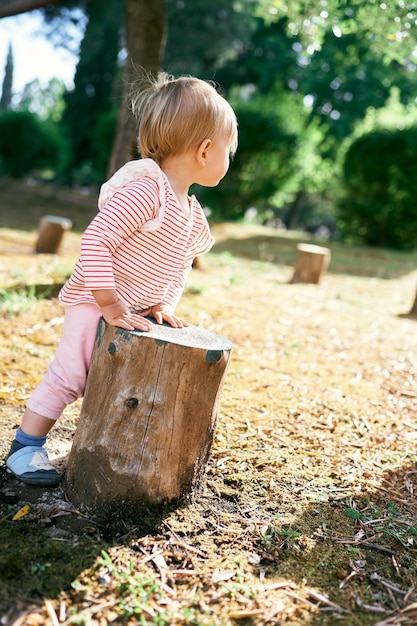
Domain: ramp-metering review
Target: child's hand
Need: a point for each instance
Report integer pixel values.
(118, 314)
(163, 313)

= = = = =

Please rewrite the items above, replacing "pixel values" with "pixel coordinates" and keeping everything else unchanged. Leave the pictures out of your answer.

Domain: ramp-metering review
Target: child's hand
Need: a point for each instance
Report integer pixel coordinates.
(118, 314)
(163, 313)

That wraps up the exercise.